Читать книгу «Государство и его уголовное судопроизводство» онлайн полностью📖 — Леонида Головко — MyBook.
image

3.1. Официальное процессуальное вмешательство в организацию государством своего уголовного судопроизводства

Такого рода вмешательство предполагает наличие наднациональных судебных или квазисудебных органов, чьи решения либо являются для государства обязательными, либо учитываются им, причем не только ad hoc (применительно к конкретным делам), но и на нормативном уровне – в ходе построения или реформирования своего уголовного судопроизводства. Понятно, что в силу принципа государственного суверенитета наднациональный суд (квазисудебный орган) вправе вмешиваться в уголовно-процессуальную правотворческую деятельность государства исключительно не просто с согласия, но и по воле последнего, выраженной в международном договоре, как правило, многостороннем. Это и позволяет нам считать такое вмешательство: а) официальным (оно легитимировано государством и имеет правовые основания) и б) процессуальным (оно осуществляется в строгих институциональных рамках и обладает судебной или квазисудебной природой).

Для права наличие международных (наднациональных) судов не является чем-то экстраординарным или даже новейшим. Другое дело, что классический подход исходил из того, что доступ к ним «обычно имеют только государства»117, поскольку международные суды являются исключительно способом разрешения межгосударственных споров и ничем иным. К уголовному судопроизводству они не имели и не могли иметь никакого отношения. Ситуация, строго говоря, не изменилась даже с появлением более нового феномена – создания международных уголовных судов: ранее только ad hoc (Нюрнбергский и Токийский трибуналы, международный трибунал по бывшей Югославии – МТБЮ, Международный трибунал по Руанде – МТР и др.), а сегодня и постоянно действующего (МУС)118. В данном случае с уголовным судопроизводством мы, разумеется, уже сталкиваемся, но с уголовным судопроизводством особого рода – международным, которое не имеет ни малейшей институциональной связи с уголовным судопроизводством как таковым, никак в него не вмешивается (ни в правотворческом, ни в правоприменительном смысле) и способно повлиять на уголовно-процессуальные прерогативы государства лишь в сугубо научном плане – как некий «внешний» опыт, сопоставимый разве что со сравнительно-правовым119. Другой новейшей тенденцией, выводящей международное правосудие за пределы чисто межгосударственных споров, стала наднациональная экономическая юстиция, расцветшая буйным цветом в рамках глобализации экономики в целом и различных интеграционных процессов в частности (ЕС, ЕАЭС и т. п.). Но к уголовному судопроизводству она, как мы понимаем, отношения не имеет, за исключением тех случаев, которые будут рассмотрены в главе III настоящей книги.

### Список
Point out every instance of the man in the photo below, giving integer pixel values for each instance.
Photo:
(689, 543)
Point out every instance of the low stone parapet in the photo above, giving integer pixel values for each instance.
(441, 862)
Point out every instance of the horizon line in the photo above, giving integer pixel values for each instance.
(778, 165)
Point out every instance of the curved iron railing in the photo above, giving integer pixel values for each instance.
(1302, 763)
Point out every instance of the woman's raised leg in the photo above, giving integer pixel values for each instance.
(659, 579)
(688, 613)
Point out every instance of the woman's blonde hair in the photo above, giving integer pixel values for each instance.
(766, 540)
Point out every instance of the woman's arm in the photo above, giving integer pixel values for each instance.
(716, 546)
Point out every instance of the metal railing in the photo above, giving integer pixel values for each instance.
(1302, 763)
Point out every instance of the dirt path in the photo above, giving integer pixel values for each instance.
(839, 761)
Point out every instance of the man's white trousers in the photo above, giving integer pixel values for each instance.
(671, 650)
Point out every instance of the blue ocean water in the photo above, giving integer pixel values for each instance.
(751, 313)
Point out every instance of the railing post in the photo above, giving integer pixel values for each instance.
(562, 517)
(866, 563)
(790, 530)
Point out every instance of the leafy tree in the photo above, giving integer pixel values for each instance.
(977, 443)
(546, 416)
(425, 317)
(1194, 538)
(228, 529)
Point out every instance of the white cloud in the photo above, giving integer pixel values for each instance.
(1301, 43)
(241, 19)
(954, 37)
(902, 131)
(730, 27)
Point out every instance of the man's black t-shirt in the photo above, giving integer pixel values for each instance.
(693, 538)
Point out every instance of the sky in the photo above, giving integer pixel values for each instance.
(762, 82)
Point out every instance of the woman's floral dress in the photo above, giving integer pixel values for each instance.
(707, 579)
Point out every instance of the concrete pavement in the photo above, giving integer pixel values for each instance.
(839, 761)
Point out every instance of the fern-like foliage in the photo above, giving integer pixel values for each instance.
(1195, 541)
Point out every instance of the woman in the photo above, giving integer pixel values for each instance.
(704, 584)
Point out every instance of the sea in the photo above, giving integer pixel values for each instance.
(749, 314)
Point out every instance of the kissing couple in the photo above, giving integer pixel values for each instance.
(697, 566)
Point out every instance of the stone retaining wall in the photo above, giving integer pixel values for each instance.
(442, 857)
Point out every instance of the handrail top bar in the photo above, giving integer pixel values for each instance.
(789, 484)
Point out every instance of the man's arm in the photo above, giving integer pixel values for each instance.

### Обязательное задание
Подхватите текст о наднациональном вмешательстве в уголовное судопроизводство государства и продолжите его сразу после последнего приведенного предложения.

### Ответ к заданию
Отход от более или менее сложившихся в праве принципов, в соответствии с которыми международная (наднациональная) юстиция могла охватывать либо межгосударственные споры (классический вариант), либо споры не только межгосударственные, но сугубо экономические (новейший вариант), либо особые автономные уголовно-правовые споры международного уровня (еще один новейший вариант), что исключало даже саму постановку вопроса о внешнем официальном процессуальном вмешательстве в организацию государством своего уголовного судопроизводства, произошел одновременно с окончательным утверждением господства универсальной идеологии прав человека. Самой идеологемы мы здесь касаться не будем – она прекрасно известна и закреплена в таких фундаментальных актах разного уровня и разной юридической силы как Всеобщая декларация прав человека 1948 г., Европейская конвенция о защите прав человека и основных свобод 1950 г., Международный пакт о гражданских и политических правах 1966 г. Для нас важно другое: с одной стороны, идеологема поставила под сомнение способность государства суверенно, самостоятельно и без внешнего контроля решать вопросы обеспечения прав человека, что немедленно сказалось на отношении к уголовному судопроизводству, переставшему восприниматься как «внутреннее дело» государств, поскольку трудно найти правовую сферу, столь чувствительную к правам человека. При этом данная тенденция, проявившаяся поначалу исключительно на уровне принципов уголовного процесса, постепенно начала охватывать все более технические слои уголовного судопроизводства, выражая стремление к тотальному контролю за последним. С другой стороны, стали возникать специальные процессуальные механизмы, призванные не ограничивать контроль за уголовным судопроизводством тех или иных государств одним лишь политическим уровнем, распространив его также на уровень судебно-правовой или близкий ему.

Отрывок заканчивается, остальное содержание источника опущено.